**Objetivo indicado 1**
Devolva o trecho do texto sobre a emigração que vai de "Estranho país este, onde" até "dos anos 60.", inclusive, sem qualquer alteração.
**Objetivo indicado 2**
Responda a cada pergunta com base no texto sobre a emigração:
(a) Em que página e em que data foi publicado o título criticado?
(b) Com o fluxo migratório de que década o atual não é quantitativamente comparável?
(c) Além das remessas, de que forma a emigração beneficia o país, segundo o autor?
**Objetivo indicado 3**
No texto sobre a emigração, transforme em lista o parágrafo que começa por "Mas ainda que fosse", mantendo os factos principais.

**Texto da página**
# # # # #

Estranho país este, onde um jornal de referência, o Público neste caso, difunde a quatro colunas o título acima reproduzido (página 4 da edição de hoje, 3 de Fevereiro). Desde logo, porque se usa a condenável prática de induzir os leitores em erro, ao escrever "comparado" para que cada receptor subentenda "comparável", alterando assim o teor do que lá está. Depois, porque cada qual interpretará a peça como entender, mas pairará sempre no seu espírito a ideia de algo de extraordinário, de grave, de importante para a opinião pública. Finalmente, porque no corpo da notícia é referido várias vezes, contrariado a substância do chapéu, que quando comparado, o actual fluxo migratório não é quantitativamente comparável com o dos anos 60.
Mas ainda que fosse, ou mesmo que possa ser, onde estaria ou pode estar a desgraça ? Ex-emigrante, formado na dura escola da emigração, julgo poder ser categórico na resposta -só na cabeça de quem redigiu semelhante peça e nas dos que como ele padecem de falta de mundo. Por um lado, porque a emigração não prejudica o país, antes o beneficia, não só em termos de remessas, como sobretudo arejando mentalidades. Inculcando em cada um valores como a perseverança, a coragem, a audácia serena, a lealdade, a frontalidade, a disciplina pessoal, a frugalidade, a obediência, a camaradagem, o envolvimento cívico, os deveres de cidadania, e por aí adiante. Tudo princípios que já quase ninguém transmite na nossa terra. Não só porque o ensino está como todos sabemos mais ou menos, mas também e sobretudo porque já não há, infelizmente, serviço militar obrigatório.

# # # # #

**Excerto da fonte**
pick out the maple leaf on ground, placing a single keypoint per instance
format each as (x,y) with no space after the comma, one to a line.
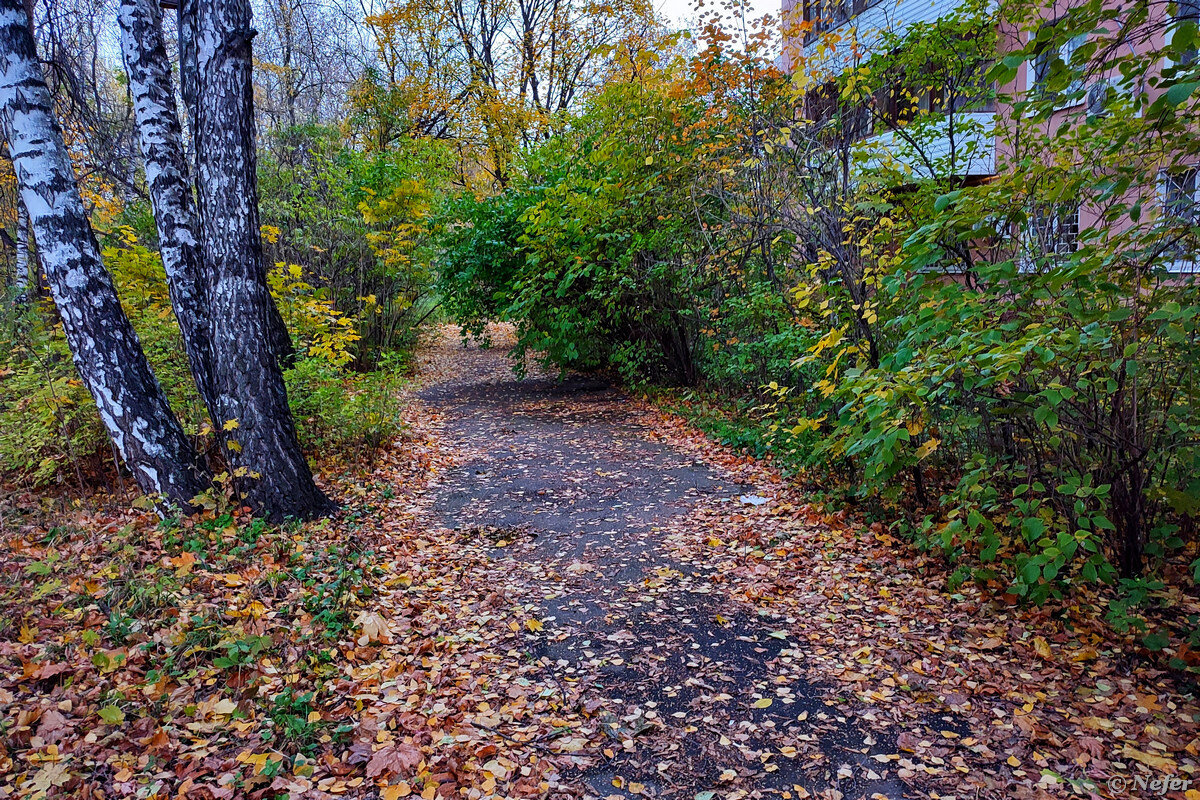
(395,759)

# # # # #

**Resposta certa 1**
Estranho país este, onde um jornal de referência, o Público neste caso, difunde a quatro colunas o título acima reproduzido (página 4 da edição de hoje, 3 de Fevereiro). Desde logo, porque se usa a condenável prática de induzir os leitores em erro, ao escrever "comparado" para que cada receptor subentenda "comparável", alterando assim o teor do que lá está. Depois, porque cada qual interpretará a peça como entender, mas pairará sempre no seu espírito a ideia de algo de extraordinário, de grave, de importante para a opinião pública. Finalmente, porque no corpo da notícia é referido várias vezes, contrariado a substância do chapéu, que quando comparado, o actual fluxo migratório não é quantitativamente comparável com o dos anos 60.

**Resposta certa 2**
(a) Na página 4 da edição de 3 de fevereiro do Público.
(b) Com o dos anos 60.
(c) Sobretudo arejando mentalidades.

**Resposta certa 3**
- O autor é ex-emigrante. Para ele, a suposta desgraça só existe na cabeça de quem redigiu a peça e na dos que, como essa pessoa, têm falta de mundo.
- A emigração não prejudica o país, antes o beneficia: traz remessas e, sobretudo, areja mentalidades.
- Inculca valores como perseverança, coragem, audácia serena, lealdade, frontalidade, disciplina pessoal, frugalidade, obediência, camaradagem, envolvimento cívico e deveres de cidadania.
- Esses princípios já quase ninguém os transmite no país. Isso acontece porque o ensino está mais ou menos e, sobretudo, porque já não há serviço militar obrigatório.